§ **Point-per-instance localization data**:
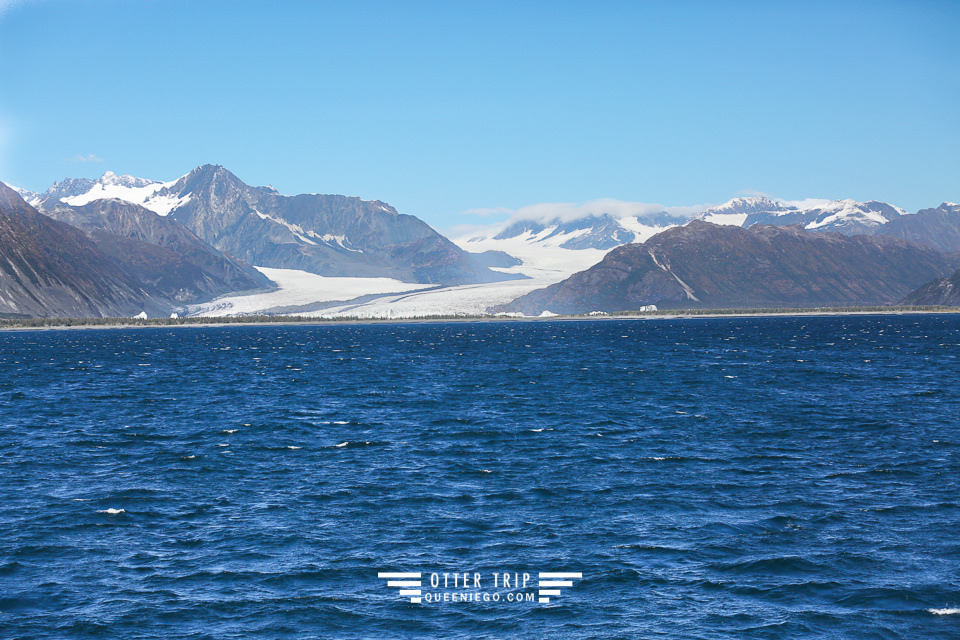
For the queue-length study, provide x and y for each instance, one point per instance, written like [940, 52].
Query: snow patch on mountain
[151, 194]
[299, 289]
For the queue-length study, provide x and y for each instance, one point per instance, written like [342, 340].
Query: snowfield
[296, 290]
[306, 294]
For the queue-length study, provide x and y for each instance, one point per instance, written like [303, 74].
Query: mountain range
[705, 265]
[143, 245]
[329, 235]
[937, 228]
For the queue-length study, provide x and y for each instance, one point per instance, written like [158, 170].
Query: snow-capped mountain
[329, 235]
[846, 216]
[150, 194]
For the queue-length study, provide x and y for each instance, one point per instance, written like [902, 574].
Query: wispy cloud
[81, 158]
[564, 211]
[488, 212]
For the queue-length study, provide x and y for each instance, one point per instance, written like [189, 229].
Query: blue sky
[443, 108]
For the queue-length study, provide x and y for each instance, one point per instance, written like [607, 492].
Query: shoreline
[276, 321]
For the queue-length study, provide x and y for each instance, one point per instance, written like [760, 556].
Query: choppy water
[742, 478]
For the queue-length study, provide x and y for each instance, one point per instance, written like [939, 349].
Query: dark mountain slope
[936, 228]
[325, 234]
[942, 291]
[50, 269]
[709, 266]
[159, 251]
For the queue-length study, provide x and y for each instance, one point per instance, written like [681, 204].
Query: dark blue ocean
[707, 478]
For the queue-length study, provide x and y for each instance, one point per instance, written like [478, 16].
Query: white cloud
[485, 212]
[564, 211]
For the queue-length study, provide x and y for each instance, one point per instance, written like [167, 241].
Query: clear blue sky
[443, 107]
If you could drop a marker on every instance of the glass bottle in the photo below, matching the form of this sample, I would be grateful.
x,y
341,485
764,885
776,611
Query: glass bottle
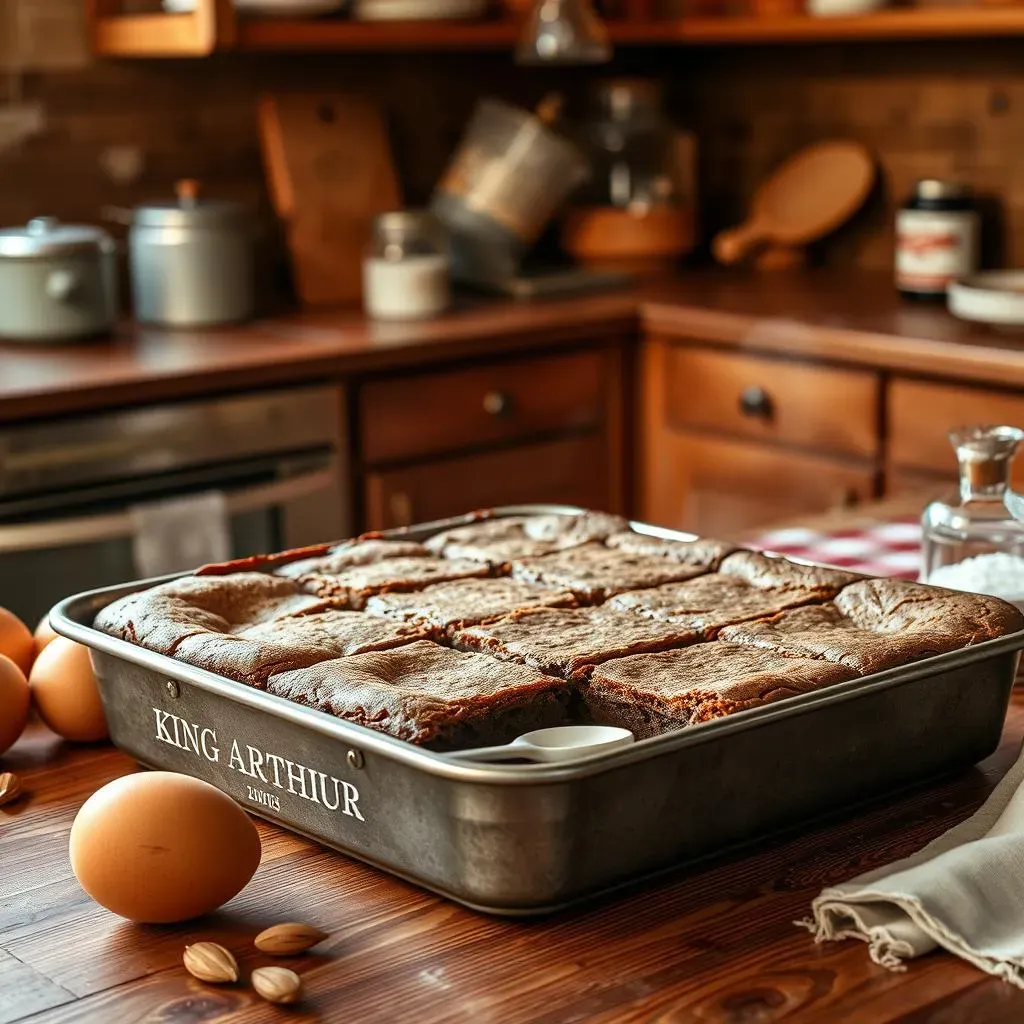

§ **REQUIREMENT**:
Could you set down the records above exactly, skipping any picture?

§ **TASK SOLUTION**:
For the queue-length study, provide x and y for each instance, one point per instance, written like [940, 52].
Query: snow patch on mountain
[151, 194]
[299, 289]
For the queue-length study, provide x and y for each instance, one point per instance, written like [342, 340].
Query: snowfield
[296, 290]
[306, 294]
For the queue-length study, provide x and y for each instance, one point per instance, written like [303, 74].
Query: mountain range
[705, 265]
[143, 245]
[329, 235]
[937, 228]
For the queue-length study, provide x and y for each instance, one point per instance, written like [158, 170].
Query: snow-capped mountain
[329, 235]
[846, 216]
[150, 194]
For the queue-length study, provide x and y for each instance, one point per instance, written like [902, 574].
Query: wispy cloud
[81, 158]
[564, 211]
[488, 212]
For the queue-length study, provide x and y for each instance, one point per instance, written like [189, 229].
Query: blue sky
[443, 108]
For the queue-length study, provide x and y for each instance, one point per instance, written like [607, 492].
Query: shoreline
[276, 321]
For the queue-length study, provide x and y for each instance, one point per instance, written like [760, 556].
Query: choppy water
[742, 478]
For the queue-length study, provide x and y for each instance, one point per instance, written like [939, 349].
Query: dark mountain slope
[936, 228]
[325, 234]
[942, 291]
[50, 269]
[709, 266]
[159, 251]
For the queue-length study, provide x and y for each instance, one point per instance, written like [681, 204].
Query: dark blue ocean
[707, 478]
For the queue-length study, provide x and y for each instance, one point per instance, written like [478, 16].
Query: white cloud
[485, 212]
[564, 211]
For the queue-length study, provide x and y for each instance, one point per instance, written like [167, 241].
Query: clear blue sky
[443, 107]
If you could drop a marker on every instance of the glass bottle in the photo below, matching the form of this sample, I would be grateful.
x,y
341,485
764,885
776,611
Query: glass bottle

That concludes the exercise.